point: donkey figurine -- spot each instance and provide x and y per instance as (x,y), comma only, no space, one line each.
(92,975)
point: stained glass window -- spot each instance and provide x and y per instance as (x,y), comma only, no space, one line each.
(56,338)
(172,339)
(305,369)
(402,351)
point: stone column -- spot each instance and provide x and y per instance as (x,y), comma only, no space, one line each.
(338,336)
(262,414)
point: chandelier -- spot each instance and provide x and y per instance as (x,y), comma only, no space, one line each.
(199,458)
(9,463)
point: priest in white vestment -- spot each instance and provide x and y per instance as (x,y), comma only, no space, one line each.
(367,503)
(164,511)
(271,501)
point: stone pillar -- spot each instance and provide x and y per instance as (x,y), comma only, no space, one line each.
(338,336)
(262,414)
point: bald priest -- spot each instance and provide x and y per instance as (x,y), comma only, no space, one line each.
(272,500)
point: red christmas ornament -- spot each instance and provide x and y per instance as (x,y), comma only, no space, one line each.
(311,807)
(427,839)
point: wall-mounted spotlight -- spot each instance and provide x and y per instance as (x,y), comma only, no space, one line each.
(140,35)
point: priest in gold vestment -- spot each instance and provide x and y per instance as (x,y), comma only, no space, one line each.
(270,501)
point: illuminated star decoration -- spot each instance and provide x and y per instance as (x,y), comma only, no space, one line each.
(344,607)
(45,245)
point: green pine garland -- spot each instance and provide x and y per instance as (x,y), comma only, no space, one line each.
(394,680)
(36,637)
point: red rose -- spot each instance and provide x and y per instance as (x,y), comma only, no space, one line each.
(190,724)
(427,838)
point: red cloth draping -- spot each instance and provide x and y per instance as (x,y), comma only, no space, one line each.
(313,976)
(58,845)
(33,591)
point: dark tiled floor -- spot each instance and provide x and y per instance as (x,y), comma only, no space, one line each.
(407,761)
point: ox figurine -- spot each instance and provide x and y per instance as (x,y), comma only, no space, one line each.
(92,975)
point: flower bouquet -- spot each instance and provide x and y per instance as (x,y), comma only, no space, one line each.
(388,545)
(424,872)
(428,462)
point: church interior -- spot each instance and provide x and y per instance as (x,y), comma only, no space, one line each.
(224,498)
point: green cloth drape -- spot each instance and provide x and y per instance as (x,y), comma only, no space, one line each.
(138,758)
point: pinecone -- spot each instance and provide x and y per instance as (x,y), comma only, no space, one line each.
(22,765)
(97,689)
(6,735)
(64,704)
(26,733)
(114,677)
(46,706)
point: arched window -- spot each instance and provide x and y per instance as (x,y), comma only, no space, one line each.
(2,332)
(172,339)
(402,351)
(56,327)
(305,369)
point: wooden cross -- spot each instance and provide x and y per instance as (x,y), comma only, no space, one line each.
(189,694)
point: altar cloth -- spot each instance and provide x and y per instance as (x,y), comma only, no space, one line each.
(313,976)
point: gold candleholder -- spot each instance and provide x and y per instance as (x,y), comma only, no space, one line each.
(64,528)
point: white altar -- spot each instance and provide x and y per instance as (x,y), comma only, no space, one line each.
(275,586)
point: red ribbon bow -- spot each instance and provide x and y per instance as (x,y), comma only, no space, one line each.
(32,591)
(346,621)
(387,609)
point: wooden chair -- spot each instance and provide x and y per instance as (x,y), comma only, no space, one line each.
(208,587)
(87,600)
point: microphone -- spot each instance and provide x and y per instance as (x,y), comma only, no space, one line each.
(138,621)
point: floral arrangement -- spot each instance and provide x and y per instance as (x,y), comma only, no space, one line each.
+===+
- _What you should do_: Your answer should be the full set of records, printed exactly.

- _Exercise solution_:
point: donkey figurine -- spot each instance and provide x and y per instance as (x,y), comma only, no space, one line each.
(92,975)
point: stained glass window -- spot each instance and provide x and y per instance as (x,y), comma only, no space, one line each.
(56,338)
(172,339)
(305,369)
(402,351)
point: stone column -- spot each instance and provide x and y per instance as (x,y), comma only, no space, one line each.
(338,336)
(262,414)
point: chandelier -- spot each instance and provide x and y per instance as (x,y), comma only, no space, one line each.
(199,458)
(9,463)
point: priest in white vestment -- spot each instance and provide x and y per instance as (x,y), comma only, no space, one line each.
(367,503)
(164,511)
(271,501)
point: stone pillar -- spot each instance and provide x and y per instance as (x,y), comma only, no space, one line each.
(338,336)
(262,414)
point: bald priest -- spot each instance and provide x and y per instance as (x,y), comma only, no space, one line each.
(272,500)
point: red christmas ornament -- spot each instance and provide x and y per instance as (x,y), comma only, no space, one line each.
(311,807)
(427,839)
point: wall-mounted spotlight -- spot each instance and provide x and y per instance as (x,y), comma only, no space, one line each.
(140,35)
point: priest in gold vestment -- spot each instance and provide x and y per instance as (x,y), comma only, no space, one line each.
(270,501)
point: illuminated star decoration -- spot each instance and provide x and y per instance as (x,y), comma only, no space, one line each.
(344,607)
(45,245)
point: green pine garland -- spot each instance and provide x and y per instance as (x,y), comma only, no space, one line each.
(394,680)
(36,637)
point: red rose -- spot each instance and provide x and y per instance as (x,y), comma only, no space, one line each.
(190,724)
(427,838)
point: red cloth draping -- spot each instance and provide x and y per instance as (x,y), comma only, no space, one line each.
(313,976)
(58,845)
(33,591)
point: dark tiled floor -- spot each instance and provide x and y per instance as (x,y), comma only, no space, one line each.
(407,761)
point: ox figurine -- spot each instance and provide x and y per instance as (x,y), comma only, no space, one line each.
(92,975)
point: flower bouquet -- spot each instance and provide x and y per instance as (x,y), comma only, no space, one line each.
(388,545)
(424,872)
(428,462)
point: church interior -- spot each instance and provide x and y per instance as (x,y), comma only, no space, one line each.
(224,498)
point: green cloth drape -- spot each instance and provide x and y per instance as (x,y), comma only, no space, one line each.
(138,758)
point: pinecone -- spot each instance and provide x and y per instance as (x,y), comma only, no space, one line each.
(22,765)
(97,689)
(6,735)
(64,704)
(26,733)
(114,677)
(46,706)
point: arched window -- spot each instance and provide x and y per instance as (x,y), comma only, no space, one line each.
(2,332)
(172,339)
(402,351)
(56,327)
(305,369)
point: wooden cross -- spot each instance and provide x and y per instance as (x,y), comma only, no space, one line each.
(189,694)
point: altar cloth -- spot each instance and provide x and y per instance as (x,y), comma only, no space, one line each.
(313,976)
point: gold candleholder -- spot each instance and provide x and y per instance as (x,y), comma only, no space, one line each.
(64,528)
point: white altar -- spot each instance and provide x and y per instance as (x,y), comma only, no space, one line each.
(275,586)
point: red ribbon bow -- spot each instance and provide x and y per instance as (x,y), comma only, no space, one line each.
(32,591)
(346,621)
(387,609)
point: wooden chair -- spot each instance and provide x and y per instance as (x,y), comma only, no space, one line each.
(208,587)
(87,600)
point: microphone -- spot each instance and provide x and y per instance as (x,y), comma only, no space, one line each.
(138,621)
point: floral arrangement -- spot each instance and provide x and y per instance as (x,y), comma only, no space, one line each.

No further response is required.